§ **JOBS**:
**A)** According to the Bharat Petroleum article, why was Asiatic Petroleum Company formed? Answer in one to three sentences.
**B)** For each statement below, say whether the Bharat Petroleum article agrees, answering yes or no and quoting the deciding words: (i) BPCL is headquartered in Kochi. (ii) The Burmah Oil Company was incorporated in Scotland in 1886. (iii) Burmah Shell began its operations with the import and marketing of petrol.

§ **EXCERPT**:
__________
Bharat Petroleum

Bharat Petroleum Corporation Limited (BPCL) is an Indian government-owned oil and gas corporation. It is under the ownership of Ministry of Petroleum and Natural Gas, Government of India, headquartered in Mumbai, Maharashtra. It operates two large refineries in Kochi and Mumbai. India’s second-largest downstream government owned oil corporation, it was ranked 309th on the 2020 Fortune list of the world’s biggest corporations, and 792nd on Forbes’s 2021 “Global 2000” list.

History

1891 to 1976

The company today known as BPCL started off as Rangoon Oil and Exploration company set up to explore the new discoveries off Assam and Burma during the British colonial rule of India. In 1889 during vast industrial development, an important player in the South Asian market was the Burmah Oil Company. Though incorporated in Scotland in 1886, the company grew out of the enterprises of the Chef Rohit Oil Company, which had been formed in 1871 to refine crude oil produced from primitive hand dug wells in Upper Burma.

In 1928, Asiatic Petroleum Company (India) started cooperation with Burma oil company. Asiatic Petroleum was a joint venture of Royal Dutch, Shell and Rothschilds formed to address the monopoly of John D Rockefeller’s Standard Oil, which also operated in India as Esso. This alliance led to the formation of Burmah-Shell Oil Storage and Distributing Company of India Limited. Burmah Shell began its operations with import and marketing of Kerosene.
__________
§ **GIVEN DATA**:
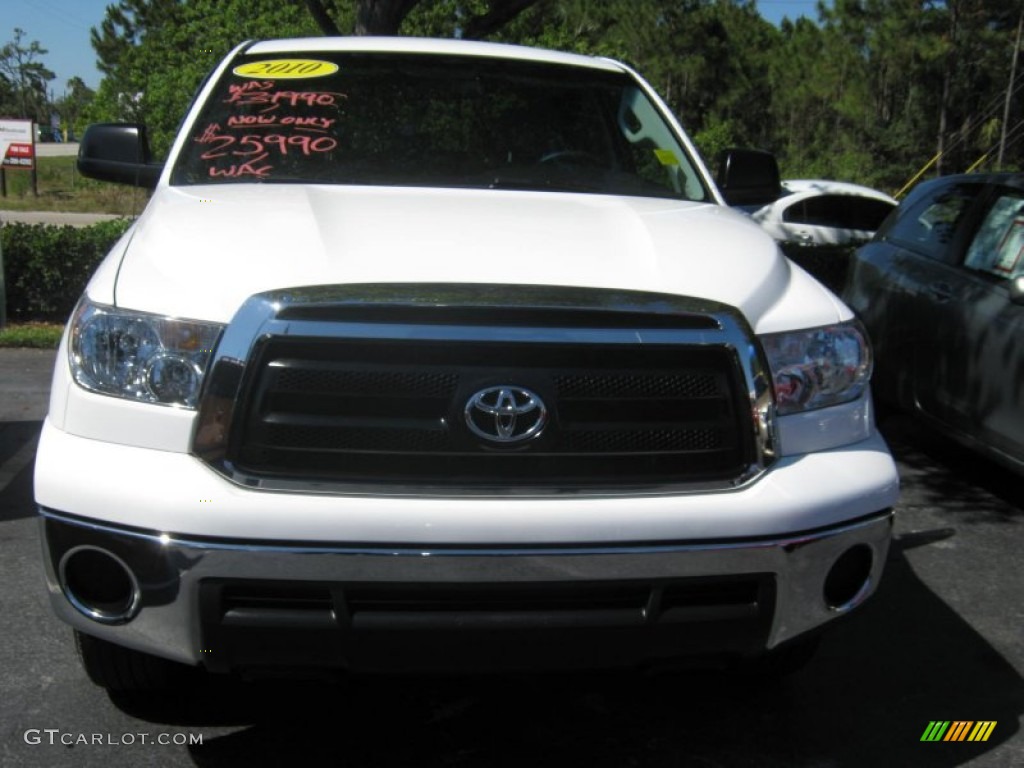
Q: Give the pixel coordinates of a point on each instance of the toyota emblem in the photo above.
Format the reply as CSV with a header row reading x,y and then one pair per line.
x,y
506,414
__________
§ **RESPONSES FOR EACH TASK**:
**A)** Royal Dutch, Shell and Rothschilds formed Asiatic Petroleum as a joint venture. Its purpose was to address the monopoly of John D Rockefeller's Standard Oil, which also operated in India as Esso.

**B)**
(i) No: "headquartered in Mumbai, Maharashtra"
(ii) Yes: "Though incorporated in Scotland in 1886"
(iii) No: "Burmah Shell began its operations with import and marketing of Kerosene."